# [Your objective]
Scan the listing below for lines with the word "wooden". Report how many there are, as a number alone.

--- Data supplied Enclosed Below ---

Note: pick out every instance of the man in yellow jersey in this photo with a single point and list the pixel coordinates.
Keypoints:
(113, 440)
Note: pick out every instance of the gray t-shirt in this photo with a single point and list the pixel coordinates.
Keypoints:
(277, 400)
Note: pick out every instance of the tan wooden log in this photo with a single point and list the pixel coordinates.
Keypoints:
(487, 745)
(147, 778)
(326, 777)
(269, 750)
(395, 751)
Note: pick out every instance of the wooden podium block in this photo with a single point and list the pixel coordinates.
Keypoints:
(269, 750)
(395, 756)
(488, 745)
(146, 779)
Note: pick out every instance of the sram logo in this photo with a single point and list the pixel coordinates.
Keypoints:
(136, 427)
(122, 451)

--- End of Enclosed Data supplied ---
--- Data supplied Enclosed Below ---

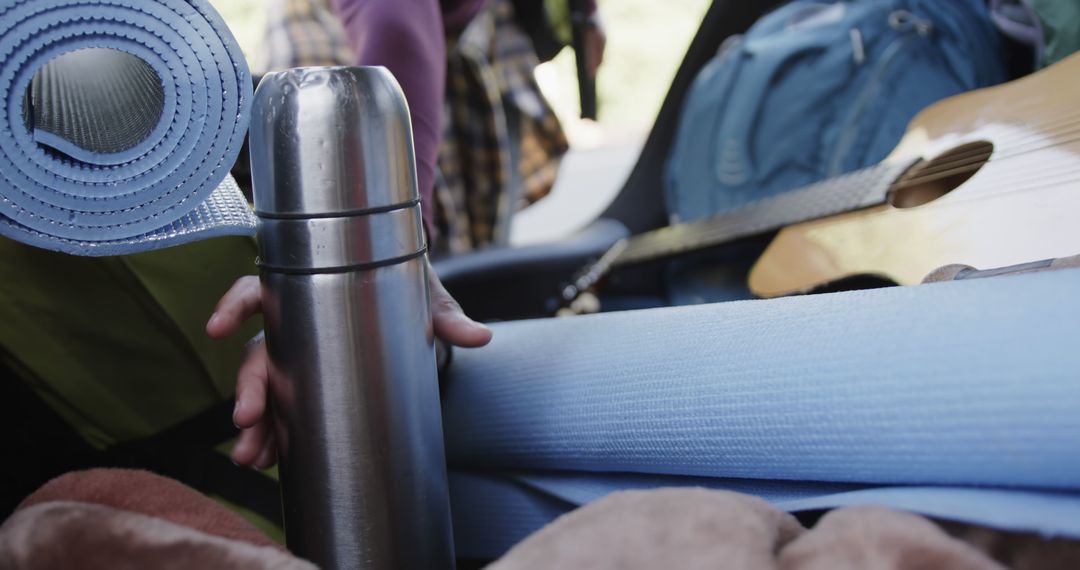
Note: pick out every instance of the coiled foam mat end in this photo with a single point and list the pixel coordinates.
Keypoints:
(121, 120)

--- End of Enclosed Data supplied ---
--- Data supplied Enclosed Below ---

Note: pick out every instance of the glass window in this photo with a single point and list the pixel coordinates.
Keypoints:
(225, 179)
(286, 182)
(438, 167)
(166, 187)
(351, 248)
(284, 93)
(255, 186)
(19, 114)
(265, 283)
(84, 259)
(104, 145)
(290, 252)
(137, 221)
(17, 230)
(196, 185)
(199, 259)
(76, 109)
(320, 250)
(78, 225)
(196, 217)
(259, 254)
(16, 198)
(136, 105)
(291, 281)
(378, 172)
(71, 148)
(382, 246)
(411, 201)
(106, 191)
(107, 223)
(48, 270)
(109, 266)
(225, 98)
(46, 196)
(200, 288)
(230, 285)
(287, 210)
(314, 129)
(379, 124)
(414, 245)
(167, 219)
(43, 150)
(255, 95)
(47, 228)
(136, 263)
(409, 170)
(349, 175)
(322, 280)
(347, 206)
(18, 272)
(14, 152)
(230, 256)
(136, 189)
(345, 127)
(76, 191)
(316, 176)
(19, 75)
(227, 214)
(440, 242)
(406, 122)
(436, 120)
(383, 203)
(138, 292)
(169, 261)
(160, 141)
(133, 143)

--- End of Enclosed Data supplied ---

# [Response area]
2